You are to retype all of the data exactly as it appears.

□ □ □

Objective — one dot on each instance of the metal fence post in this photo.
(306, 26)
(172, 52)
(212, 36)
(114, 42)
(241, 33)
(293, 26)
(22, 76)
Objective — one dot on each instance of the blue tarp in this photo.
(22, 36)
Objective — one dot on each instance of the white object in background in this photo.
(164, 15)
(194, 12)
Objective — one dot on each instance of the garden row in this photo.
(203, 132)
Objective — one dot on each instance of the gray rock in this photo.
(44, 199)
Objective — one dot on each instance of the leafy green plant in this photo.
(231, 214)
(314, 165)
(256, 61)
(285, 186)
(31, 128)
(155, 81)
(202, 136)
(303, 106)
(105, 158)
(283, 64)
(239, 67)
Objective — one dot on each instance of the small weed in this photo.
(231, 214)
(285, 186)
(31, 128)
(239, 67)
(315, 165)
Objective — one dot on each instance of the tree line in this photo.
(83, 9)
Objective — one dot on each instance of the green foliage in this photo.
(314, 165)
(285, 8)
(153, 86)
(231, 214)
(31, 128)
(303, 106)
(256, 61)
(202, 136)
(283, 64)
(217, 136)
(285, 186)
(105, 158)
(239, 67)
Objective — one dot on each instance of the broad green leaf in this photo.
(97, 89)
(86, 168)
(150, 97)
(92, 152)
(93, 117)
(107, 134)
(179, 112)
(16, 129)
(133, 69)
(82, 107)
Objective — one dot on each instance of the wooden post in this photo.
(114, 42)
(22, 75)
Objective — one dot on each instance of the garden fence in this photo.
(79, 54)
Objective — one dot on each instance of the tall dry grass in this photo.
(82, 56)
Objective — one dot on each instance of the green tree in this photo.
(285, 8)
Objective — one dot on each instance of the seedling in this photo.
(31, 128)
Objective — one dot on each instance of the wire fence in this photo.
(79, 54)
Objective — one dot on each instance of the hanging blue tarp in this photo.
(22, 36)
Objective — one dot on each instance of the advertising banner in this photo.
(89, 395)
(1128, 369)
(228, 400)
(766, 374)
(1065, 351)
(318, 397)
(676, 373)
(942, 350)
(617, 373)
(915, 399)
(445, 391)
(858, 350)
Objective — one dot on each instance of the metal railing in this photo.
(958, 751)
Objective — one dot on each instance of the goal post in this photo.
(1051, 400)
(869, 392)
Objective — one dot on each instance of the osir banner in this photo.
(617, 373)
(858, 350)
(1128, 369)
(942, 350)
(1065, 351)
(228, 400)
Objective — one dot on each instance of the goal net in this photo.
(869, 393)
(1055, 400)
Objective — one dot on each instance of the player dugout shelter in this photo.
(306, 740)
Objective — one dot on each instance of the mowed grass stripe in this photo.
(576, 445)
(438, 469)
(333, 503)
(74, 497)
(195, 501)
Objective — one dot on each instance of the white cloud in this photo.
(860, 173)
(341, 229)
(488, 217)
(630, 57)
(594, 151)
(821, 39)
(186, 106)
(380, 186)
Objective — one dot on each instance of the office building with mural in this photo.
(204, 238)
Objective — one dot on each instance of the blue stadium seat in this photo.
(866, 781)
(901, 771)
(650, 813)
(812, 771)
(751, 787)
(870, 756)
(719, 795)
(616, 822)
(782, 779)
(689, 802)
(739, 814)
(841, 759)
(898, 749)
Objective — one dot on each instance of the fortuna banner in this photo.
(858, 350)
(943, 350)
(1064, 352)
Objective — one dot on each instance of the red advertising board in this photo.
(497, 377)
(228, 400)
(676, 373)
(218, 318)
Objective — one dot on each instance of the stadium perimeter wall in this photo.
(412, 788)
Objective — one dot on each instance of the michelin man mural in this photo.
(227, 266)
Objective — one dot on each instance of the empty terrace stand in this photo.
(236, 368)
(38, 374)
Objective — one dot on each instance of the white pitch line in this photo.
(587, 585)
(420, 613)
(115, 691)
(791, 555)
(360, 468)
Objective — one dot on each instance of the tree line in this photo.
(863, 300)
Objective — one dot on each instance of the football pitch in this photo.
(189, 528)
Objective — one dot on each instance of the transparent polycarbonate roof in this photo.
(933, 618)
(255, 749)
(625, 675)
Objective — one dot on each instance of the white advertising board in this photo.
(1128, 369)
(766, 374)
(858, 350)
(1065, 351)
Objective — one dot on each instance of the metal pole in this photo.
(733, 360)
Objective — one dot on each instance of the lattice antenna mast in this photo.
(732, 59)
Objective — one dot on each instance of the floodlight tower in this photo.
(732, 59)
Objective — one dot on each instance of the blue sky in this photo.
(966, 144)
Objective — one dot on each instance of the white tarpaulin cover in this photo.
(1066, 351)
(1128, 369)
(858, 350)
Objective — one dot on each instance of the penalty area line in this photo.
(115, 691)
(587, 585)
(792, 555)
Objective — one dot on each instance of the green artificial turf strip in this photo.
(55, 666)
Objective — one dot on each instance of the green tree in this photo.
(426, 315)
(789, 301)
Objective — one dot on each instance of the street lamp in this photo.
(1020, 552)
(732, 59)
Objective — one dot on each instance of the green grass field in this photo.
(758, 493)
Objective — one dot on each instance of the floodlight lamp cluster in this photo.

□ □ □

▶ [Response to the task]
Objective — one dot on each instance of the metal fence post in this photo.
(306, 26)
(172, 52)
(212, 36)
(114, 42)
(241, 33)
(293, 26)
(22, 76)
Objective — one dot on each instance of the blue tarp in this photo.
(22, 36)
Objective — one dot on each instance of the white object in background in this photo.
(164, 15)
(194, 12)
Objective — one dot on each instance of the garden row in this photo.
(203, 132)
Objective — one dot on each instance of the gray rock in this photo.
(44, 199)
Objective — one dot on each instance of the leafy green plant in this photo.
(231, 214)
(314, 165)
(256, 61)
(285, 186)
(31, 128)
(155, 81)
(202, 136)
(303, 106)
(105, 158)
(283, 64)
(239, 67)
Objective — one dot on each instance of the small weed in this photo.
(231, 214)
(285, 186)
(31, 128)
(239, 67)
(315, 165)
Objective — one dot on each instance of the tree line in this photo.
(83, 9)
Objective — one dot on each instance of the green foliage in this photo.
(314, 165)
(285, 8)
(153, 86)
(231, 214)
(31, 128)
(303, 106)
(256, 61)
(202, 136)
(283, 64)
(217, 136)
(285, 186)
(105, 158)
(239, 67)
Objective — one dot on each instance of the broad green leaf in this photo.
(97, 89)
(86, 168)
(150, 97)
(92, 152)
(93, 117)
(107, 134)
(179, 112)
(16, 129)
(133, 69)
(82, 107)
Objective — one dot on each instance of the wooden post in this photo.
(114, 42)
(22, 75)
Objective — one dot on each instance of the garden fence in this photo.
(79, 54)
Objective — one dot on each instance of the tall dry grass in this photo.
(82, 56)
Objective — one dot on each instance of the green tree in this photo.
(285, 8)
Objective — one dot on each instance of the seedling in this photo.
(31, 128)
Objective — one dot on each instance of the wire fence in this photo.
(79, 54)
Objective — one dot on each instance of the hanging blue tarp in this photo.
(22, 36)
Objective — one dot on each instance of the advertising banner in this photo.
(89, 395)
(1128, 369)
(228, 400)
(766, 374)
(1065, 351)
(318, 397)
(676, 373)
(942, 350)
(617, 373)
(915, 399)
(445, 391)
(858, 350)
Objective — one dot on each instance of the metal railing in this photo.
(958, 751)
Objective — one dot on each instance of the goal post in this photo.
(1051, 400)
(869, 392)
Objective — one dot on each instance of the osir banner in this photo.
(617, 373)
(858, 350)
(1128, 369)
(942, 350)
(1065, 351)
(228, 400)
Objective — one dot on each instance of the goal net in this photo.
(869, 393)
(1055, 400)
Objective — one dot on each instance of the player dugout shelter in this photo.
(306, 740)
Objective — one dot on each instance of the mowed grass stripe in this photo.
(576, 445)
(438, 469)
(333, 503)
(74, 497)
(195, 501)
Objective — one dot on each instance of the white cloud in this photo.
(860, 173)
(341, 229)
(488, 217)
(630, 57)
(594, 151)
(821, 39)
(186, 106)
(380, 186)
Objective — one dot on each instance of the office building with mural in this photo.
(204, 238)
Objective — one dot on each instance of the blue stadium seat in this photo.
(866, 781)
(901, 771)
(650, 813)
(812, 771)
(751, 787)
(870, 756)
(719, 795)
(616, 822)
(782, 779)
(689, 802)
(739, 814)
(841, 759)
(898, 749)
Objective — one dot on each instance of the fortuna banner in this photo.
(858, 350)
(943, 350)
(1064, 352)
Objective — one dot on each instance of the red advertising board in this photo.
(497, 377)
(228, 400)
(676, 373)
(218, 318)
Objective — one dot on each instance of the stadium perimeter wall in this photo.
(412, 788)
Objective — one dot on each instance of the michelin man mural in this photo.
(227, 266)
Objective — one dot on each instance of the empty terrace stand in this photo.
(236, 368)
(38, 374)
Objective — one dot on each instance of the white pitch line in this photo.
(587, 585)
(420, 613)
(115, 691)
(791, 555)
(360, 468)
Objective — one dot on each instance of the tree line in this photo.
(863, 300)
Objective — one dot on each instance of the football pitch in this photo.
(189, 528)
Objective — one dot on each instance of the transparent polycarbonate roof in this photo.
(933, 618)
(255, 749)
(625, 675)
Objective — one dot on each instance of the white advertising board in this photo.
(1128, 369)
(766, 374)
(858, 350)
(1065, 351)
Objective — one dot on each instance of the metal pole in this photo.
(733, 360)
Objective — one dot on each instance of the lattice antenna mast in this photo.
(732, 59)
Objective — one dot on each instance of the floodlight tower in this photo.
(732, 59)
Objective — one dot on each instance of the blue sky in this photo.
(966, 144)
Objective — one dot on each instance of the white tarpaulin cover in this photo.
(1066, 351)
(1128, 369)
(858, 350)
Objective — one dot on each instance of the penalty area line in this photo.
(115, 691)
(587, 585)
(792, 555)
Objective — one dot on each instance of the green artificial turf strip in this photo.
(55, 666)
Objective — one dot on each instance of the green tree in this photo.
(426, 315)
(789, 301)
Objective — one dot on each instance of the street lamp in this photo.
(1020, 552)
(732, 59)
Objective — one dot on each instance of the green grass field in this photo.
(758, 493)
Objective — one dot on each instance of the floodlight lamp cluster in this photo.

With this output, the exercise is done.